Records of labeled boxes:
####

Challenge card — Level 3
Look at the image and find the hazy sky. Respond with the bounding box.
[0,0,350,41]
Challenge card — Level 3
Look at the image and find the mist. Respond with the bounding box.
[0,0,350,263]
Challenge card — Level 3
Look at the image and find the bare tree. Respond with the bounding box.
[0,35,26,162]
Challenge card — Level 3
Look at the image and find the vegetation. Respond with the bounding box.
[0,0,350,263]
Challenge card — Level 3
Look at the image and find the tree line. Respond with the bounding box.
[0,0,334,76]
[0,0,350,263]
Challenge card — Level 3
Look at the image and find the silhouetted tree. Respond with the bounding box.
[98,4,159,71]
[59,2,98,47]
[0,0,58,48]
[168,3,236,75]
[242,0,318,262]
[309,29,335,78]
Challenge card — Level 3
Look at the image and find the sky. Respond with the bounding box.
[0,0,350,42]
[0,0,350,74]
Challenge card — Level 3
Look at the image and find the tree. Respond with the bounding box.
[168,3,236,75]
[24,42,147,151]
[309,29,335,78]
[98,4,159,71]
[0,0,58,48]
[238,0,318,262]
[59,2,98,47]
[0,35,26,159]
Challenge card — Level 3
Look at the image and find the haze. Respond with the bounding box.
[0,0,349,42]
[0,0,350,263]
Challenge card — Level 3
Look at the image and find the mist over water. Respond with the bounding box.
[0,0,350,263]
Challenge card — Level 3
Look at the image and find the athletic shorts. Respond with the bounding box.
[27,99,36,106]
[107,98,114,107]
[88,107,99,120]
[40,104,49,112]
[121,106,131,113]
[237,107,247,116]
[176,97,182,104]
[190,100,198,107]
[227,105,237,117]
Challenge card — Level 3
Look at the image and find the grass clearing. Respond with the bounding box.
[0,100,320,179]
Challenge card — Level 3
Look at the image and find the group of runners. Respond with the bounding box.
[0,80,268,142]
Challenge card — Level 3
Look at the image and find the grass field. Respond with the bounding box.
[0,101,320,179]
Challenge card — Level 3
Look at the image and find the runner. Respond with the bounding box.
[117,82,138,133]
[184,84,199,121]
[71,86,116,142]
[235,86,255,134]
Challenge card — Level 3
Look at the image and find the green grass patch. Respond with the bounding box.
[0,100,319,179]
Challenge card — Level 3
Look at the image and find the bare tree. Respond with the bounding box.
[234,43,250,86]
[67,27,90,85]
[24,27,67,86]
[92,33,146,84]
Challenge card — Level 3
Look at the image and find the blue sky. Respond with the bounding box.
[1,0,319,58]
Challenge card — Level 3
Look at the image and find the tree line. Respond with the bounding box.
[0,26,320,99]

####

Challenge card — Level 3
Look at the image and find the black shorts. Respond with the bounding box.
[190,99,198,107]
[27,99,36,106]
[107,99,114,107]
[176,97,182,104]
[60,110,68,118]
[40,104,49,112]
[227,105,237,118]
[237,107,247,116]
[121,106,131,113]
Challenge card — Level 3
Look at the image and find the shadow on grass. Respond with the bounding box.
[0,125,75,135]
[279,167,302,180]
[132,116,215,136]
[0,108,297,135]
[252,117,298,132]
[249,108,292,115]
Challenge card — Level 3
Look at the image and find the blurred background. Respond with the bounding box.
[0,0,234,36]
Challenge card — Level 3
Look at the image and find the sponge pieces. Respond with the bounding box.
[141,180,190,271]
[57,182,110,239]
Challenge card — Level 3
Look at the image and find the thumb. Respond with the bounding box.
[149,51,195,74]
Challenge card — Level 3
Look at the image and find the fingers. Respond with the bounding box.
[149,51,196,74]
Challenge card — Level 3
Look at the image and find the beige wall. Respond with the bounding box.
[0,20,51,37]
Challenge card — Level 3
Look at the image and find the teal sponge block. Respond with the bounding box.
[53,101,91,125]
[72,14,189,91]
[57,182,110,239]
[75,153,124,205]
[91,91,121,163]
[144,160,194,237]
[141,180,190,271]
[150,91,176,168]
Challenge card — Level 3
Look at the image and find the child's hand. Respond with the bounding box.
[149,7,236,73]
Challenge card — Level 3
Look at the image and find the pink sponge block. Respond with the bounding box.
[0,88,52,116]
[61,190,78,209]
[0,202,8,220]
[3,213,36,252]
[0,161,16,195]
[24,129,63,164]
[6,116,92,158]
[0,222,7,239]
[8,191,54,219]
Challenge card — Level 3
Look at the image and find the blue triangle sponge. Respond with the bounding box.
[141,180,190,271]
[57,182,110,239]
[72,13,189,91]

####

**To be done**.
Count the lines in the material above that contain the string "blue", and give only that number.

**Exercise output**.
2